Goal of the exercise:
The lines below must be transcribed exactly as given, with the images removed.

--- Dataset extract ---

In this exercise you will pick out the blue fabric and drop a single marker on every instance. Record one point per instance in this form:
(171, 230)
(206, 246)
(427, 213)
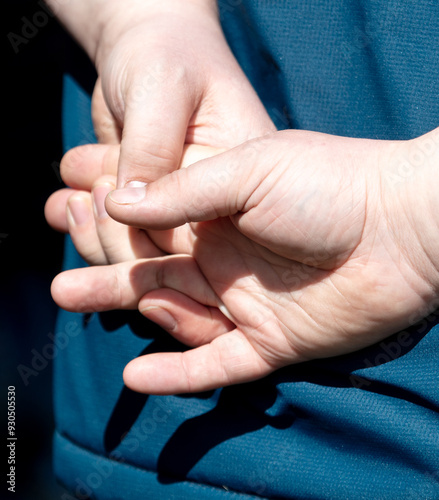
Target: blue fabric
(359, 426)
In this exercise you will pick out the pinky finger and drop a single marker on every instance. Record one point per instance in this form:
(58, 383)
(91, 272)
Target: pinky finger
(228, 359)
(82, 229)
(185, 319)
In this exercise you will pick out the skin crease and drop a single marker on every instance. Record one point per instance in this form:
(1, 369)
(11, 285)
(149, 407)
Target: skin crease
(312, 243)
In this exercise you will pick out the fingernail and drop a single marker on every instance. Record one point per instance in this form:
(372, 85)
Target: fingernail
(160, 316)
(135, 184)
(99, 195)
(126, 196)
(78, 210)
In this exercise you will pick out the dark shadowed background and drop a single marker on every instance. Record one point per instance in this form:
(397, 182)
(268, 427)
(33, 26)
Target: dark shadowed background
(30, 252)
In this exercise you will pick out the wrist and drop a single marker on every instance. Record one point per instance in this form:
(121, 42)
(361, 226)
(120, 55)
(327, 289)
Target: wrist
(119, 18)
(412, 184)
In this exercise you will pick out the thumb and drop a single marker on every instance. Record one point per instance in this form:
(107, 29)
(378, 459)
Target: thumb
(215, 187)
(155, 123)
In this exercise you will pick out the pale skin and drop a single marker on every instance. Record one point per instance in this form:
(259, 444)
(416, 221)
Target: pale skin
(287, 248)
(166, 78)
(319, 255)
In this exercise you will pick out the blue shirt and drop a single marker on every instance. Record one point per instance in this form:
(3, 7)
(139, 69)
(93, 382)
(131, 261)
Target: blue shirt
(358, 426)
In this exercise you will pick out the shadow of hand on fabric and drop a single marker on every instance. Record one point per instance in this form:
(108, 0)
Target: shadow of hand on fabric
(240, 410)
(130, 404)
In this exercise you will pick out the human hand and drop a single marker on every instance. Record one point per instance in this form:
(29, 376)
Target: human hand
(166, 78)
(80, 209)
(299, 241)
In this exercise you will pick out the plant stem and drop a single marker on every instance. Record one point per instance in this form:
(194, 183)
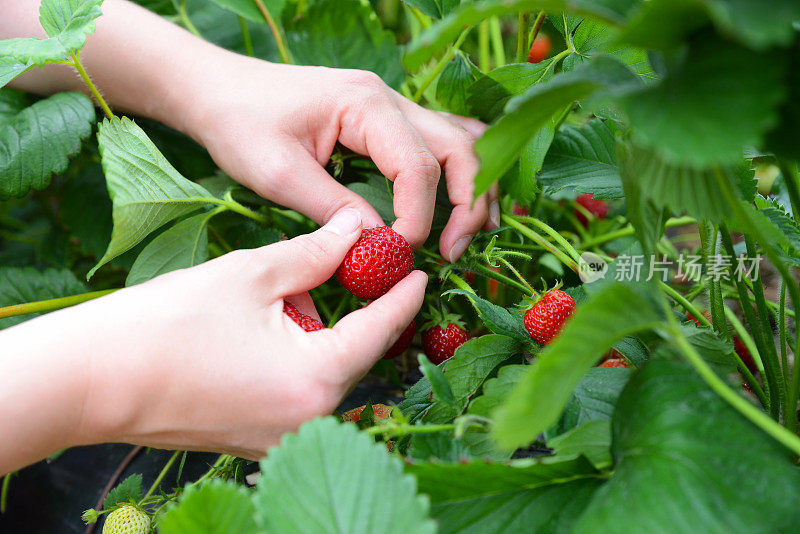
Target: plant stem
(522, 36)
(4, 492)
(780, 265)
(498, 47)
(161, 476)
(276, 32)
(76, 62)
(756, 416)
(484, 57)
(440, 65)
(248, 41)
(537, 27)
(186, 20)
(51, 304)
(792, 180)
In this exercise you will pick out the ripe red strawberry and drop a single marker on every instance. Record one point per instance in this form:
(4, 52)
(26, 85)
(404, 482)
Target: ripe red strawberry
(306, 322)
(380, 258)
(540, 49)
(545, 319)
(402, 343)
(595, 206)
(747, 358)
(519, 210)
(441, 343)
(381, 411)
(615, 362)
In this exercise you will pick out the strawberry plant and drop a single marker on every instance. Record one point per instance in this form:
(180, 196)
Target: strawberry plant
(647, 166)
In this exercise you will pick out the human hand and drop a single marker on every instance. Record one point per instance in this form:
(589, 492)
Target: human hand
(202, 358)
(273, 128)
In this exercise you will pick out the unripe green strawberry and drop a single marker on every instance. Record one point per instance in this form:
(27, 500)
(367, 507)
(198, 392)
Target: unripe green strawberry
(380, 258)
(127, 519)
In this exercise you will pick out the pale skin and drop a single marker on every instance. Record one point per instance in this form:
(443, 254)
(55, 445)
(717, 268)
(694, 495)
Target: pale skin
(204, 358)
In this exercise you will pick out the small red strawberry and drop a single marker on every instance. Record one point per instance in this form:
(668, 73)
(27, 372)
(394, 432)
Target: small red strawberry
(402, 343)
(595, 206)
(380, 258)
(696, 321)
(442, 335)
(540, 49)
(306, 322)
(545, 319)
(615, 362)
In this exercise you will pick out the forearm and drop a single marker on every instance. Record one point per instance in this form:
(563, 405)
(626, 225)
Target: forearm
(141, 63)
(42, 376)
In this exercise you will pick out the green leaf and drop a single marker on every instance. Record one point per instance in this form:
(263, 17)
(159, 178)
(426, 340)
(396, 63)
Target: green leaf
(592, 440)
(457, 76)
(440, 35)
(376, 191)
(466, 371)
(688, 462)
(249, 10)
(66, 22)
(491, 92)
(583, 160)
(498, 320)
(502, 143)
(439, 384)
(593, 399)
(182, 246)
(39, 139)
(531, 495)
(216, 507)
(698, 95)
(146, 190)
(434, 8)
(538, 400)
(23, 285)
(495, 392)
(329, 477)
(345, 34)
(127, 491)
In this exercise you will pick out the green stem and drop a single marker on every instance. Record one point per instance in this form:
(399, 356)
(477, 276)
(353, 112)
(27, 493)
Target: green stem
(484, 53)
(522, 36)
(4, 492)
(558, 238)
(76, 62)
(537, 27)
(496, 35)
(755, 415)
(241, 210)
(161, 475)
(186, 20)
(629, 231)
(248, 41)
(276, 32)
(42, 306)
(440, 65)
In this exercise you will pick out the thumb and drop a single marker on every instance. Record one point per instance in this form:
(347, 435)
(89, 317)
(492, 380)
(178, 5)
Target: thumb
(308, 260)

---

Result:
In this exercise you will pick out the blue fabric and drop a single marker on every instance. Record one point per instance in this form:
(171, 230)
(206, 246)
(427, 213)
Target: blue fabric
(359, 426)
In this exercise you will pick out the pinky finger and drop a single marker on every instance. Record one point per instance in this form:
(58, 383)
(91, 272)
Target: pinky finger
(228, 359)
(82, 229)
(185, 319)
In this exercise you will pick out the skin crease and drop a single marker on every instance. Record one point per instance in this form:
(1, 369)
(11, 285)
(149, 407)
Target: skin crease
(312, 243)
In this exercise you will pick out the fingernail and drop a single marker on every instance. Record one point per instance in this form:
(372, 85)
Target: fingernail
(160, 316)
(135, 184)
(99, 195)
(126, 196)
(78, 210)
In this exercise you will pick out the dark shadowed background and drop a single marker on every instance. Record one point per instance in this form:
(397, 182)
(268, 427)
(33, 26)
Target: dark shadowed background
(30, 252)
In this exercise you will pick out the wrist and drop a single marker on every instance. Record one point per instance in this form:
(121, 42)
(361, 226)
(120, 55)
(327, 289)
Target: wrist
(119, 18)
(412, 184)
In this exercise you will pick out the thumb and drop a single marker on every instance. Record one point per instance in this form:
(107, 29)
(378, 459)
Target: thumb
(215, 187)
(155, 123)
In this exercise you will pick out the pale skin and drop a single marker on every instance. Record one point per instance in this form:
(259, 444)
(416, 221)
Target: pale skin
(287, 248)
(166, 78)
(319, 255)
In this exercise you will pick out the blue shirt and drop a single marker on every instance. Record one point per instance in this form:
(3, 7)
(139, 69)
(93, 382)
(131, 261)
Target: blue shirt
(358, 426)
In this exercise you will pick out the shadow of hand on fabric and drop a single marker on every instance. Record one point per instance in this form:
(108, 0)
Target: shadow of hand on fabric
(240, 410)
(130, 404)
In this exercise you will pick out the human hand and drop a single marker on every instance. Record one point per instance in this form:
(29, 376)
Target: human hand
(166, 78)
(80, 209)
(299, 241)
In this exercise you will pick out the plant stem and drop a single marker on every instance. Record one point per instance in this form:
(194, 183)
Target: plant stem
(522, 36)
(4, 492)
(780, 265)
(498, 47)
(161, 476)
(276, 32)
(76, 62)
(756, 416)
(484, 57)
(440, 65)
(248, 41)
(537, 27)
(186, 20)
(51, 304)
(792, 180)
In this exercise you will pick out the ripe red strawberry and drop a single marker on every instance. Record one point per instance in this form:
(4, 52)
(26, 85)
(404, 482)
Target: ripe red strawberry
(306, 322)
(380, 258)
(540, 49)
(545, 319)
(402, 343)
(595, 206)
(747, 358)
(519, 210)
(441, 343)
(381, 411)
(615, 362)
In this exercise you will pick out the strawberry plant and drop a single marker on every instance. Record one point per instance in this form:
(180, 196)
Target: strawberry plant
(647, 166)
In this exercise you will pick out the human hand and drop a single marker on every instance. Record one point per instance in this form:
(589, 492)
Target: human hand
(202, 358)
(273, 128)
In this exercise you will pick out the unripe green strawberry and drop a single marker on every instance. Record one point per instance in this form:
(27, 500)
(367, 507)
(198, 392)
Target: unripe green strawberry
(380, 258)
(127, 519)
In this exercise you will pick out the pale skin and drop a single marker on every instance. Record one point per instance in this form:
(443, 254)
(55, 445)
(717, 268)
(694, 495)
Target: pale skin
(204, 358)
In this exercise you will pick out the small red strawberry and drop a single marker on every instance. Record one point per instance in this form:
(668, 73)
(27, 372)
(394, 432)
Target: small red strawberry
(402, 343)
(595, 206)
(380, 258)
(696, 321)
(442, 335)
(540, 49)
(306, 322)
(545, 319)
(615, 362)
In this exercise you will pick out the forearm and drop a single marker on every instance. Record one point per instance in this form:
(563, 405)
(626, 225)
Target: forearm
(141, 63)
(42, 376)
In this exercise you will pick out the green leaf and drop a single marker on every instance. Record one point per instance in this form:
(263, 17)
(159, 178)
(426, 340)
(396, 63)
Target: green leaf
(592, 440)
(457, 76)
(440, 35)
(376, 191)
(466, 371)
(688, 462)
(249, 10)
(66, 22)
(491, 92)
(583, 160)
(498, 320)
(502, 143)
(439, 384)
(593, 399)
(182, 246)
(39, 139)
(531, 495)
(216, 507)
(698, 95)
(146, 190)
(434, 8)
(538, 400)
(23, 285)
(495, 392)
(329, 477)
(345, 34)
(127, 491)
In this exercise you will pick out the green stem and drop a single marker on every instance. Record one point per instance in this form:
(399, 356)
(477, 276)
(353, 112)
(27, 493)
Target: green stem
(484, 53)
(522, 36)
(4, 492)
(558, 238)
(76, 62)
(537, 27)
(496, 35)
(755, 415)
(241, 210)
(161, 475)
(186, 20)
(629, 231)
(248, 41)
(276, 32)
(42, 306)
(440, 65)
In this exercise you will pick out the thumb and drop a single marker on every instance. Record one point per instance in this form:
(347, 435)
(89, 317)
(492, 380)
(178, 5)
Target: thumb
(308, 260)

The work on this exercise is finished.